EXERCISE DESCRIPTION
A faithful copy of all the records is needed, with the pictures omitted.

___

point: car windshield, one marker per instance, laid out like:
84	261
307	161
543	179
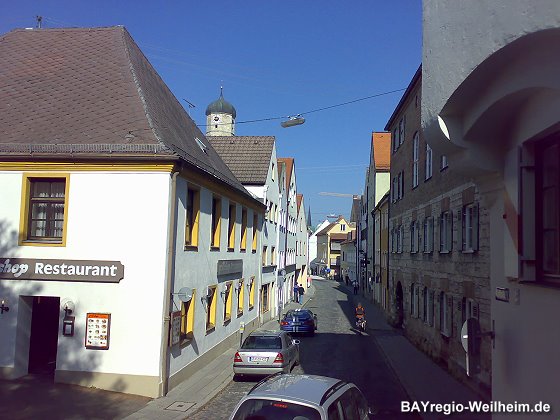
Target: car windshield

___

RESULT
point: car windshield, one marker per instance, laid out like:
84	261
307	161
543	179
Target: car windshield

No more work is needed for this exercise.